→ PROBLEM REQUIREMENTS
Render every line of the entries from the one containing "[spot] the woman" down through the last line of the entries as a numbered list, including both the starting and final lines and omitting any blank lines.

→ SOURCE DATA
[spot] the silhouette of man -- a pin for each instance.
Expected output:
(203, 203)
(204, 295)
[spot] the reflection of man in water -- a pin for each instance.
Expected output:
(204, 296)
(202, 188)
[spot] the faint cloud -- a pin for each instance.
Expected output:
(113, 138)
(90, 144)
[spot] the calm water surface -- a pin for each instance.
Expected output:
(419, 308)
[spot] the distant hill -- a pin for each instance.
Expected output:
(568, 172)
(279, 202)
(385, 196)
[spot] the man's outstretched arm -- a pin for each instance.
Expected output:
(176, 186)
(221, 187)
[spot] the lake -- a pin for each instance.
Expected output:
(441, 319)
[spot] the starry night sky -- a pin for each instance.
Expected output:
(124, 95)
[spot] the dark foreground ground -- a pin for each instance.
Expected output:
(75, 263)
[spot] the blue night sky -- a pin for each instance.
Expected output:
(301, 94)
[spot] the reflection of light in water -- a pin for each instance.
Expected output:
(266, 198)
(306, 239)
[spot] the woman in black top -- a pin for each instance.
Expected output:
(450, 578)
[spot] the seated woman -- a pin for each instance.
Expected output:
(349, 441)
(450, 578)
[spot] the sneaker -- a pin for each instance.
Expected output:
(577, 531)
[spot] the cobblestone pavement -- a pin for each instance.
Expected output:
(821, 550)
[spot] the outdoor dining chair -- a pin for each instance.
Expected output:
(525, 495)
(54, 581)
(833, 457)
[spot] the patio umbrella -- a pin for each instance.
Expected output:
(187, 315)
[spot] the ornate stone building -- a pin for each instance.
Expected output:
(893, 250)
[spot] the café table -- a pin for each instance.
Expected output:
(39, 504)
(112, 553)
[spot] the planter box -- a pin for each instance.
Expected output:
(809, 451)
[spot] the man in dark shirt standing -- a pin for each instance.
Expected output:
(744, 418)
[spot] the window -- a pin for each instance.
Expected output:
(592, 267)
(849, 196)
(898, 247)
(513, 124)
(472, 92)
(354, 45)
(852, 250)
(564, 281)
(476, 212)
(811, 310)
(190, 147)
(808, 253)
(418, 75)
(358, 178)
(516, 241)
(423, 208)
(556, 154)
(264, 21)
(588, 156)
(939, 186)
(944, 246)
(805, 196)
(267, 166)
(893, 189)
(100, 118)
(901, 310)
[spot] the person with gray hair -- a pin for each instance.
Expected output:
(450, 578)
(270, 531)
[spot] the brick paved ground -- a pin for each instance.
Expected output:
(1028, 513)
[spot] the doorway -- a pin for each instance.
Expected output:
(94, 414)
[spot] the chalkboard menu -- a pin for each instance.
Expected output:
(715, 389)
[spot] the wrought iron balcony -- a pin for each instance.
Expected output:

→ COMPLETED TASK
1. [spot] the woman in black top -- a pin for each instance.
2. Expected output:
3. (450, 578)
4. [spot] the seated woman -- a pin for each instance.
5. Expected output:
6. (349, 441)
7. (450, 578)
8. [spot] the sneaker -- a pin for each instance.
9. Expected output:
10. (577, 531)
11. [spot] the cobblestone pavement -- a pin for each instance.
12. Expected output:
13. (821, 550)
14. [spot] the outdoor dining chair -- a pin for each instance.
15. Expected output:
16. (525, 495)
17. (54, 581)
18. (833, 457)
19. [spot] the patio umbrella -- a pin for each instance.
20. Expected output:
21. (187, 315)
22. [spot] the ornate stone building -- a pin for each instance.
23. Expected output:
24. (893, 250)
25. [spot] the café table -- a pin for each instance.
26. Expected output:
27. (39, 504)
28. (112, 553)
29. [spot] the planter box -- a pin for each instance.
30. Expected output:
31. (809, 451)
32. [spot] the man in dark shirt standing -- a pin for each instance.
33. Expected output:
34. (744, 418)
35. [spot] the window -- a pin for each instance.
36. Expected output:
37. (592, 267)
38. (849, 196)
39. (898, 247)
40. (513, 124)
41. (472, 92)
42. (354, 45)
43. (852, 250)
44. (564, 281)
45. (476, 212)
46. (811, 310)
47. (190, 147)
48. (808, 253)
49. (418, 75)
50. (358, 178)
51. (516, 241)
52. (423, 208)
53. (556, 154)
54. (264, 21)
55. (588, 156)
56. (939, 186)
57. (944, 246)
58. (805, 196)
59. (267, 166)
60. (893, 189)
61. (100, 118)
62. (901, 310)
63. [spot] the person with gray hair -- a pin for each instance.
64. Expected output:
65. (450, 578)
66. (270, 531)
67. [spot] the brick paved ground -- a pin for each instance.
68. Expected output:
69. (1028, 513)
70. [spot] the doorway -- a pin for each instance.
71. Expected output:
72. (94, 414)
73. [spot] the chalkboard menu -- a pin for each instance.
74. Expected output:
75. (715, 389)
76. [spot] the wrought iron balcony -- a pin for each instance.
77. Expected output:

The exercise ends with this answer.